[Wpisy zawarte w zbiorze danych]
■ ■ ■ ■ ■ ■ ■

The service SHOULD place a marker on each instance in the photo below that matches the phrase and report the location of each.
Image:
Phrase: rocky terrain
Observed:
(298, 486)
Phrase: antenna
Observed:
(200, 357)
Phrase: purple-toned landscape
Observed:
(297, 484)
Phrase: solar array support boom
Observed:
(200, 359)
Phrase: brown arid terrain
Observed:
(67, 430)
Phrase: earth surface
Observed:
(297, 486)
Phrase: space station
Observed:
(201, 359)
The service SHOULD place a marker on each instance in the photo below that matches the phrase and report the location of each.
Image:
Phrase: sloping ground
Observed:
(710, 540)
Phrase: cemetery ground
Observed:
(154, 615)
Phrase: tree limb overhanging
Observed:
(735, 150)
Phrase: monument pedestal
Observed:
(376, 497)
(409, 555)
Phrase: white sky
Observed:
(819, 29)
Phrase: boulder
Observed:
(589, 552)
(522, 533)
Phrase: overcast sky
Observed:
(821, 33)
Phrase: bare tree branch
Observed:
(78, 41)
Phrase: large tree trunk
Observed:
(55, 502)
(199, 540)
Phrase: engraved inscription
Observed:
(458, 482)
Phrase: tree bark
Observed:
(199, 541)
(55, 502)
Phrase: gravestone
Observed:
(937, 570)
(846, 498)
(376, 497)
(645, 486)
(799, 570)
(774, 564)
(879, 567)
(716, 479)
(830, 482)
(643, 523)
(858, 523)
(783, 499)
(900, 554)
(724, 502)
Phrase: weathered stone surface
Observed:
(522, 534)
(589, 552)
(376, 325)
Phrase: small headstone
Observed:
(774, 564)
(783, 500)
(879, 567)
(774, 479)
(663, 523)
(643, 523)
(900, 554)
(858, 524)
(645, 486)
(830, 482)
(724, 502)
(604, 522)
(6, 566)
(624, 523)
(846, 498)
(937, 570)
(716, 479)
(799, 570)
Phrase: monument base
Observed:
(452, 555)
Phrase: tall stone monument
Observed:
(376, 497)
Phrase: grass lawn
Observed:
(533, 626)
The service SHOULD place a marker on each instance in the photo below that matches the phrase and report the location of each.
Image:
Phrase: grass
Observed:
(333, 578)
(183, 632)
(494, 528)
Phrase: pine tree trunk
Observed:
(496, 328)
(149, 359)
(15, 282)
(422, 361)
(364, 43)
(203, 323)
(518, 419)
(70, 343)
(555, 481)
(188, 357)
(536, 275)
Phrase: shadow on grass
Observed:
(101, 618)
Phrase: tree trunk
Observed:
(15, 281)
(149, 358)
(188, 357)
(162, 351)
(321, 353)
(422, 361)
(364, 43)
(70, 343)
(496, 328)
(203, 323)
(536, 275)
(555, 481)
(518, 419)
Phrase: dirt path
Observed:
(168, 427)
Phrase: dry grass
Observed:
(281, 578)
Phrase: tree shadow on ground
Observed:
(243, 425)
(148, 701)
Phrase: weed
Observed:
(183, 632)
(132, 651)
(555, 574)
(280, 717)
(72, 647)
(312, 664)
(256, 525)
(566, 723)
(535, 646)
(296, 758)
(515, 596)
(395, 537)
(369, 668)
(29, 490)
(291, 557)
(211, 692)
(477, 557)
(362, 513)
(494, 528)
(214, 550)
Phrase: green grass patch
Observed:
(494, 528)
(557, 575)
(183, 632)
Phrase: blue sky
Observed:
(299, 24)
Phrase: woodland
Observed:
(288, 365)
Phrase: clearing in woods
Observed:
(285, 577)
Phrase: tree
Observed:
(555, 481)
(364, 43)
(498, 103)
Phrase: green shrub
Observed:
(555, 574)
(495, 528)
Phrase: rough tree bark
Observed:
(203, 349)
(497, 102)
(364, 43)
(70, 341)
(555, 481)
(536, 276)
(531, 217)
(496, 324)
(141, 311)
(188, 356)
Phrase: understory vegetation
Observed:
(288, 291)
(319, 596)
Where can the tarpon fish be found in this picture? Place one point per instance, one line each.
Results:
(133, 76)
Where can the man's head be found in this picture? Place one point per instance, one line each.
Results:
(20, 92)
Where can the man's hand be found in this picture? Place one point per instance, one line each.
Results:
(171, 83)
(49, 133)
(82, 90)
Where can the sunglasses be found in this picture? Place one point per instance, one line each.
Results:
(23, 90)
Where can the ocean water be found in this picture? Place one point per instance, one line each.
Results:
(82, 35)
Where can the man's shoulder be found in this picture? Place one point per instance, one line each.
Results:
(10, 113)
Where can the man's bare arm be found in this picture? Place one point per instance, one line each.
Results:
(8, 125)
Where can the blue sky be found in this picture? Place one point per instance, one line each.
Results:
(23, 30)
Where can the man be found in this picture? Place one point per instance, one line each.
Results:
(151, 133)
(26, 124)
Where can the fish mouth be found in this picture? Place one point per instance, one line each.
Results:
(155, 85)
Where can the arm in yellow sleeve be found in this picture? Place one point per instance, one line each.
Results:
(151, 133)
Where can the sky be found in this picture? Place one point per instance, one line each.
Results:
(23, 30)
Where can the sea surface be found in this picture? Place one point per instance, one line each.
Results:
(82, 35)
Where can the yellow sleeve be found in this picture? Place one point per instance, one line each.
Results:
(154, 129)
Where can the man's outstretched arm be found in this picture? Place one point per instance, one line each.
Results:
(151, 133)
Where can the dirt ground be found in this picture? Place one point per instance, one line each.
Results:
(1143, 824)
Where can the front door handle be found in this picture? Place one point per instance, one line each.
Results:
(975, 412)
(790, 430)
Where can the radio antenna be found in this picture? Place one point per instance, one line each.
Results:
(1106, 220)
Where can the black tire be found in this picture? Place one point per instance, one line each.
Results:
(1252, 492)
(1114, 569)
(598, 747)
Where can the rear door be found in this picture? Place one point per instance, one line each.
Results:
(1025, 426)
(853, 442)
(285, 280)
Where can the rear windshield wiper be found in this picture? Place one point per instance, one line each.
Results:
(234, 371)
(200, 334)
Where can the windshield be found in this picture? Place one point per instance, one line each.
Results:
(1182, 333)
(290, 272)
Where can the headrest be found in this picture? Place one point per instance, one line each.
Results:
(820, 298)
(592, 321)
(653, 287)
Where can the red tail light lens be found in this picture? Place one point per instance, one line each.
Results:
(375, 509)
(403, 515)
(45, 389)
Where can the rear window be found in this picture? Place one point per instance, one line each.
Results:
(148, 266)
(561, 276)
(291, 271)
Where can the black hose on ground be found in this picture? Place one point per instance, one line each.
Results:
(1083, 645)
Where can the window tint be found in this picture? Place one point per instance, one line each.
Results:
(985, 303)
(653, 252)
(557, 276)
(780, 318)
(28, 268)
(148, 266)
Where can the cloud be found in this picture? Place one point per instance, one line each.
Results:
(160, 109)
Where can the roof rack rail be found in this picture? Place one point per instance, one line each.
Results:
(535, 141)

■ ■ ■ ■ ■ ■ ■

» Do wykonania: Przytocz dosłownie wszystkie powyższe wpisy, od pierwszego do ostatniego, bez żadnych zmian.

» Wynik końcowy:
The service SHOULD place a marker on each instance in the photo below that matches the phrase and report the location of each.
Image:
Phrase: rocky terrain
Observed:
(298, 486)
Phrase: antenna
Observed:
(200, 357)
Phrase: purple-toned landscape
Observed:
(297, 484)
Phrase: solar array support boom
Observed:
(200, 359)
Phrase: brown arid terrain
Observed:
(67, 430)
Phrase: earth surface
Observed:
(297, 486)
Phrase: space station
Observed:
(201, 359)
The service SHOULD place a marker on each instance in the photo below that matches the phrase and report the location of each.
Image:
Phrase: sloping ground
Observed:
(710, 540)
Phrase: cemetery ground
Observed:
(154, 615)
Phrase: tree limb overhanging
Observed:
(735, 150)
Phrase: monument pedestal
Observed:
(376, 497)
(409, 555)
Phrase: white sky
Observed:
(819, 29)
Phrase: boulder
Observed:
(589, 552)
(522, 533)
Phrase: overcast sky
Observed:
(821, 33)
Phrase: bare tree branch
Observed:
(78, 41)
Phrase: large tree trunk
Observed:
(55, 502)
(199, 540)
Phrase: engraved inscription
Observed:
(458, 482)
Phrase: tree bark
Observed:
(199, 541)
(55, 502)
Phrase: gravestone
Observed:
(937, 570)
(846, 498)
(376, 497)
(645, 486)
(799, 570)
(774, 564)
(879, 567)
(716, 479)
(830, 482)
(643, 523)
(858, 523)
(783, 499)
(900, 554)
(724, 502)
Phrase: weathered stone surface
Observed:
(522, 534)
(589, 552)
(376, 325)
Phrase: small headstone
Observed:
(774, 564)
(783, 500)
(879, 567)
(774, 479)
(663, 523)
(643, 523)
(900, 554)
(858, 524)
(645, 486)
(830, 482)
(724, 502)
(604, 522)
(6, 566)
(624, 523)
(846, 498)
(937, 570)
(716, 479)
(799, 570)
Phrase: monument base
Observed:
(452, 555)
Phrase: tall stone monument
Observed:
(376, 497)
Phrase: grass lawn
Observed:
(533, 626)
The service SHOULD place a marker on each instance in the photo below that matches the phrase and report the location of each.
Image:
Phrase: grass
Observed:
(333, 578)
(183, 632)
(494, 528)
Phrase: pine tree trunk
Observed:
(496, 328)
(149, 359)
(15, 282)
(422, 361)
(364, 43)
(203, 323)
(518, 419)
(70, 343)
(555, 481)
(188, 357)
(536, 275)
Phrase: shadow on grass
Observed:
(101, 618)
Phrase: tree trunk
Observed:
(15, 281)
(149, 358)
(188, 357)
(162, 351)
(321, 353)
(422, 361)
(364, 43)
(70, 343)
(496, 328)
(203, 323)
(536, 275)
(555, 481)
(518, 419)
Phrase: dirt path
Observed:
(168, 427)
Phrase: dry grass
Observed:
(281, 578)
Phrase: tree shadow on ground
Observed:
(243, 425)
(148, 701)
Phrase: weed
Observed:
(183, 632)
(132, 651)
(555, 574)
(280, 717)
(72, 647)
(312, 664)
(256, 525)
(566, 723)
(535, 646)
(296, 758)
(515, 596)
(395, 537)
(369, 668)
(29, 490)
(291, 557)
(211, 692)
(477, 557)
(362, 513)
(494, 528)
(214, 550)
Phrase: green grass patch
Observed:
(494, 528)
(557, 575)
(183, 632)
Phrase: blue sky
Observed:
(299, 24)
Phrase: woodland
Observed:
(288, 365)
Phrase: clearing in woods
Observed:
(285, 577)
Phrase: tree
Observed:
(555, 481)
(364, 43)
(498, 103)
Phrase: green shrub
Observed:
(555, 574)
(495, 528)
Phrase: rough tree bark
Observed:
(203, 349)
(497, 102)
(364, 43)
(70, 341)
(555, 481)
(536, 276)
(531, 217)
(496, 324)
(141, 311)
(188, 356)
Phrase: understory vegetation
Observed:
(288, 291)
(319, 596)
Where can the tarpon fish be found in this picture? Place one point per instance, one line each.
Results:
(133, 76)
Where can the man's head be found in this picture? Place one point per instance, one line each.
Results:
(20, 92)
Where can the man's hand be found in this picture? Place one point per instance, one line each.
Results:
(171, 83)
(49, 133)
(82, 90)
Where can the sunglasses be found in this picture? Place one point per instance, one line each.
Results:
(23, 90)
Where can the ocean water be found in this picture? Place one point per instance, one line each.
Results:
(82, 35)
Where can the man's shoulder be found in this picture? Place one point per instance, one line each.
Results:
(10, 113)
Where can the man's bare arm be found in this picture? Place one point per instance, one line each.
Results:
(8, 125)
Where can the blue sky be found in this picture? Place one point per instance, one line each.
Results:
(23, 30)
Where can the man be found in this picture? Place one point per instance, one line each.
Results:
(151, 133)
(26, 124)
Where can the fish mouth be found in this picture? Place one point per instance, one line each.
Results:
(155, 85)
Where can the arm in yellow sleeve be found in this picture? Place one point per instance, one line each.
Results:
(151, 133)
Where can the sky be found in this picture? Place one point per instance, one line each.
Results:
(23, 30)
Where can the sea surface be found in this picture? Place one point per instance, one line each.
Results:
(82, 35)
Where can the yellow sleeve be found in this picture? Place one point per instance, one line each.
Results:
(154, 129)
Where can the man's outstretched arm be found in this picture? Place one point per instance, one line each.
Results:
(151, 133)
Where can the dirt ground be found in this picture? Place one point per instance, one line each.
Results:
(1143, 824)
Where can the front door handle be found in this picture? Place one point per instance, one line each.
Results:
(975, 412)
(790, 430)
Where can the radio antenna be found in this picture? Place one point per instance, one line each.
Results:
(1106, 220)
Where can the black tire be found in this picture? Place one point per instance, one line each.
Results:
(1252, 492)
(1114, 569)
(598, 747)
Where can the rear door be found in this picture? Place one point per instance, one line each.
Results:
(1025, 426)
(853, 442)
(285, 280)
Where can the rear windshield wiper be found in this picture? Place one point per instance, one line each.
Results:
(234, 371)
(200, 334)
Where can the windshield be found in this picture? Place one point per instance, one line each.
Results:
(1182, 333)
(290, 272)
Where can the headrest be found in this picture? Place one point per instance, one line each.
Results:
(820, 298)
(592, 321)
(653, 287)
Where can the red tail light lens be found in this picture? Place one point per instance, one line each.
Results:
(375, 509)
(403, 515)
(45, 389)
Where can the rear window be found in this picture? Place one point per instance, one line each.
Results:
(148, 266)
(561, 276)
(291, 271)
Where can the black hose on ground be found in this picture? Place one point per instance, one line each.
Results:
(1083, 645)
Where can the window tint be found in this picture? Place one point per instance, one line each.
Results:
(985, 303)
(653, 252)
(557, 276)
(780, 318)
(28, 268)
(148, 266)
Where can the cloud be found in this picture? Place one point per instance, one line each.
Results:
(160, 109)
Where can the roof rack rail be found in this picture? Place one point per instance, one line each.
Results:
(535, 141)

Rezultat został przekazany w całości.